#### INPUT RECORDS

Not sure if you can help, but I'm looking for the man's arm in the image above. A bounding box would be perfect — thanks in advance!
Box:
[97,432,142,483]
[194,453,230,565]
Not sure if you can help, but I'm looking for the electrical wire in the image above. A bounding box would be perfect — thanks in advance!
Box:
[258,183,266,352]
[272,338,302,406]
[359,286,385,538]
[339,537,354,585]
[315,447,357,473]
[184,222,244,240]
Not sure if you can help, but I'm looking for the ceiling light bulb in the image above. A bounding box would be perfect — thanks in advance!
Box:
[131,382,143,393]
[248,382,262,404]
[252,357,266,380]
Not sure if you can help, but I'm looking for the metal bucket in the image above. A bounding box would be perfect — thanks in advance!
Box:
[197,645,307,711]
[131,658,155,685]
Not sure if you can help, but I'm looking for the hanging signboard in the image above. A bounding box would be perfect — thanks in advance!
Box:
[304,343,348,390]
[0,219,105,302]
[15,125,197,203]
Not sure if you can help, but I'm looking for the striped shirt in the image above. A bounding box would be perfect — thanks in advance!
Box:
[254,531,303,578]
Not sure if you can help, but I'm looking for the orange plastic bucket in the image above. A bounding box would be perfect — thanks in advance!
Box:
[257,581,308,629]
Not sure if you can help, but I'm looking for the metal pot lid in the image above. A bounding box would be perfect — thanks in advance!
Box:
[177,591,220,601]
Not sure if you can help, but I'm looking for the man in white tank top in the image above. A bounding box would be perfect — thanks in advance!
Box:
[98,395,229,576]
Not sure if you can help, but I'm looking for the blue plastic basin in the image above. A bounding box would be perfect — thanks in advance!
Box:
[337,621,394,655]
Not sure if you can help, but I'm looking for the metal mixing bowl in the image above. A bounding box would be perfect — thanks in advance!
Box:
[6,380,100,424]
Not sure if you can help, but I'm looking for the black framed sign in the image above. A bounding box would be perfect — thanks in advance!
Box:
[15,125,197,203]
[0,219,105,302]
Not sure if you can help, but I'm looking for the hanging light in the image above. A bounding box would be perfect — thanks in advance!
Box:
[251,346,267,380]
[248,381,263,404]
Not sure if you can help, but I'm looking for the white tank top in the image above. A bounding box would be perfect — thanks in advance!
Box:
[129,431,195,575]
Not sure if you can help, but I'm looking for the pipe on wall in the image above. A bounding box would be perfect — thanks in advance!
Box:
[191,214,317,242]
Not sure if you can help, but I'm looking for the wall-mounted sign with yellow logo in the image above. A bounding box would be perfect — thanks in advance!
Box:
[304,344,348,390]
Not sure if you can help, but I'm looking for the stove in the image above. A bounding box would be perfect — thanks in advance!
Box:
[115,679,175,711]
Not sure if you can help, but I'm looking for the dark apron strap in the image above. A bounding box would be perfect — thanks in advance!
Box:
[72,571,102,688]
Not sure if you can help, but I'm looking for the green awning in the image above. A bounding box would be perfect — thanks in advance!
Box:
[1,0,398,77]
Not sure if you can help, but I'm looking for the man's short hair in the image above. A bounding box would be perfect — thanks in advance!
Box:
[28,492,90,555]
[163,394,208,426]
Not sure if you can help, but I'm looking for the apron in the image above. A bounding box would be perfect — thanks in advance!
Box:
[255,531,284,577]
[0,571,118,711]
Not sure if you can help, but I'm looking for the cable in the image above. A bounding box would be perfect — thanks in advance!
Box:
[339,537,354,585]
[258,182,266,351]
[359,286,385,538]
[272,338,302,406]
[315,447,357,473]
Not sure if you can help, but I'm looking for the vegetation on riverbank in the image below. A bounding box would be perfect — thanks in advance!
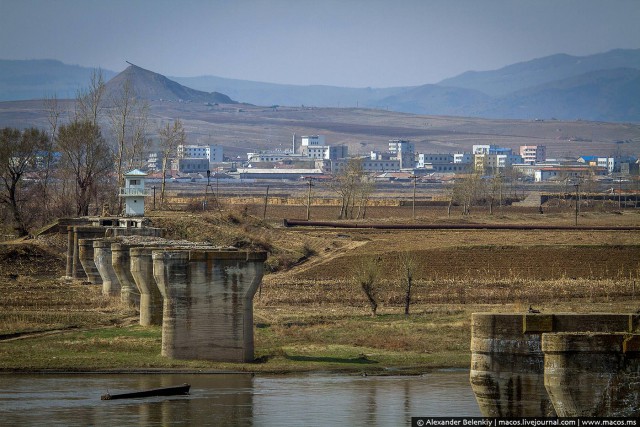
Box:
[0,208,638,373]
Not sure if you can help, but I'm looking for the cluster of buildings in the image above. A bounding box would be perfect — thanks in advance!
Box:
[143,135,638,183]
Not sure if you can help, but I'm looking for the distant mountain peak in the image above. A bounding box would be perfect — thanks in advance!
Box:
[105,63,236,104]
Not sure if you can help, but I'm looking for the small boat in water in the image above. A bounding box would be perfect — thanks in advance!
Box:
[101,383,190,400]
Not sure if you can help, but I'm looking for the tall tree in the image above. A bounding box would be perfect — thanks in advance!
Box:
[76,69,106,127]
[0,127,49,236]
[109,79,150,207]
[330,158,369,219]
[56,120,113,216]
[158,119,186,205]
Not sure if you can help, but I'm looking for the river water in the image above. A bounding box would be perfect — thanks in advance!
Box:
[0,369,480,426]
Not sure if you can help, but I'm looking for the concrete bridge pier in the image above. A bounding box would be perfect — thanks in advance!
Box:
[130,246,166,326]
[69,226,106,280]
[111,242,142,309]
[543,332,640,417]
[93,239,120,296]
[470,313,637,417]
[153,249,267,362]
[78,238,103,284]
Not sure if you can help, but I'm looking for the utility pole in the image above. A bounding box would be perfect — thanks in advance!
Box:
[263,185,269,220]
[574,182,580,226]
[411,175,418,221]
[306,177,313,221]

########

WORK ITEM:
Transcribe the entries above verbatim, omitting their pictures.

YOUR SOLUTION:
Not sure if you can help, but I'm looking for the man's arm in the image above. A bounding box would be perfect — thanks in advance!
Box:
[97,432,142,483]
[194,453,230,565]
Not sure if you can help, but I'm looking for the electrical wire in the image above. A bounding box would be perfect — thanks in advance!
Box:
[258,183,266,352]
[272,338,302,406]
[359,286,385,538]
[339,537,354,585]
[315,447,357,473]
[184,222,244,240]
Not sure if you can help, but I'm looking for the ceiling light bulb in the image above. A bounding box would be perfect — thanks in advance!
Box:
[131,382,143,393]
[248,382,262,404]
[252,357,266,380]
Not sure if you can help, but I'm looking for the metal bucket in the image above. A bounding box would be perfect — thanks in advance!
Box:
[197,645,307,711]
[131,658,155,685]
Not sure if you can help, but I'm looking for the hanging signboard in the image above. A bounding box would be perfect — thanks in advance!
Box:
[304,343,348,390]
[0,219,105,302]
[15,125,197,203]
Not sure if you can help, but I'm looking for the striped shirt in the image above. A bounding box would be perfect — thanks in advance!
Box:
[254,531,303,578]
Not sure if you can help, but I'm looking for the orange plastic bucket in the image above. A bounding box would be perfect — thanks in advance!
Box:
[257,581,308,629]
Not sure if you can help, but I'm looking for the metal pot lid in the image above. A bounding box would be perfect — thanks in advance!
Box:
[177,591,220,601]
Not sure if you can help, but I'm looking for the man in white tank top in the image above. A bounding box would be perfect — thanks in advance!
Box:
[98,395,229,576]
Not sure if you can help, but I'm looking for the blue plastic basin in the image above. A bounding box would be perfect — thanks in advance!
Box:
[337,621,394,655]
Not sure if you can help, but I'm looking for the metal mixing bowl in the image above. A bounding box would be perfect — thanks in advance!
Box:
[6,380,100,424]
Not sure if you can help, but I'm looking for the black framed sign in the image above. A bounding box would be perfect — thanks in advance!
Box:
[15,125,197,203]
[0,219,105,302]
Not sure if you can help, but I'm looking for the hanging light in the image above. A bounding box would be perfect — thanks in advance!
Box:
[251,346,267,380]
[248,381,263,404]
Not sure if you can help, but I'm looking for the white tank top in the image above. A bounding box would be perfect — thanks in advance!
Box:
[129,431,195,575]
Not sure if you can help, but I'm looking for the pipe on wall in the image above. A bounding box would be perfect — thanks in advance!
Box:
[191,214,317,242]
Not sure if you can help, but I'm looking for the wall-mounted sign with yellow logo in the image above. A bounding box would be perfect — thanks in advance!
Box:
[304,344,348,390]
Not sure if you can help, but I'm looking for the stove in the image above. A bounding box would be perfect — thanks in advance!
Box:
[115,679,175,711]
Not sure if you can help, but I'm looking for the dark apron strap in the image above. A bounding box would be perfect — thanks in advance!
Box:
[72,571,102,688]
Not sure if you can help, but I'm looking for the green awning in the image above. A bounding box would be perfect — thanks in advance!
Box:
[1,0,398,77]
Not sure if you can help, but I'm looking for the man's short hair in the image above. A bounding box would be perfect — thanks in advance!
Box:
[28,492,90,555]
[163,394,208,426]
Not sure if you can help, but I'm looking for the apron in the image above. A bounding box would be perfect — thanks in advance!
Box:
[255,531,284,577]
[0,571,118,711]
Not sure if you can help, but I'm looking for the cable in the image above. A bounding box would be perfect — thanks in advance!
Box:
[339,537,354,585]
[258,182,266,351]
[359,286,385,538]
[272,338,302,406]
[315,447,357,473]
Not sure if you can help, but I'm looking for the vegetation on riverbank in the image below. A bounding box would be perfect — thanks in advance!
Box:
[0,208,638,373]
Not sure if you can help, but I'm looking for the cluster of buildings in the image above. A bounding box would be perfect — thanks in advance!
Box:
[143,135,638,183]
Not sure if you can help, but I'm looking for the distant mountain peak in the image above. A bounding box would be perfect — thanks in advance!
Box:
[105,63,236,104]
Not sure if you can help, but I'm looking for the small boat in water in the image above. A bounding box would be perfect — thanks in advance!
Box:
[101,383,190,400]
Not sure if you can help, but I'm looking for the tall tree in the image above. A bounding box would be perfect — thanks in advance!
Box:
[76,69,106,127]
[0,127,49,236]
[109,79,150,207]
[330,158,369,219]
[56,120,113,216]
[158,119,186,205]
Not sure if you can help, but I'm looking for the river water in the image above. A bounding box would be perfect — thanks in advance!
Box:
[0,369,480,426]
Not sure if you can help, but I'm looking for the concrete bridge pier in the image above. A bounding box would be perfect — thanks in advance!
Box:
[130,246,166,326]
[69,226,106,280]
[111,242,142,309]
[543,332,640,417]
[93,239,120,296]
[470,313,637,417]
[153,249,267,362]
[78,238,103,284]
Not sure if you can help, but I'm looking for the utility pole in the image above. A bounding box would be perfect — thanks in advance!
Box:
[263,185,269,220]
[574,182,580,226]
[411,175,418,221]
[306,177,313,221]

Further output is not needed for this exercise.